→ **Work required**:
Rewrite the material below, replacing each instance of "flower" with "blossom" and leaving every other part unchanged.

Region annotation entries

╔══

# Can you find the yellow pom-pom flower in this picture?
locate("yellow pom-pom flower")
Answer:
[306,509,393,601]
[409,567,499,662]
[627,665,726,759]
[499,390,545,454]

╚══

→ **Task answer**:
# Can you find the yellow pom-pom blossom in this picture?
locate("yellow pom-pom blossom")
Answer:
[306,509,393,601]
[409,567,499,662]
[627,665,726,759]
[499,390,545,454]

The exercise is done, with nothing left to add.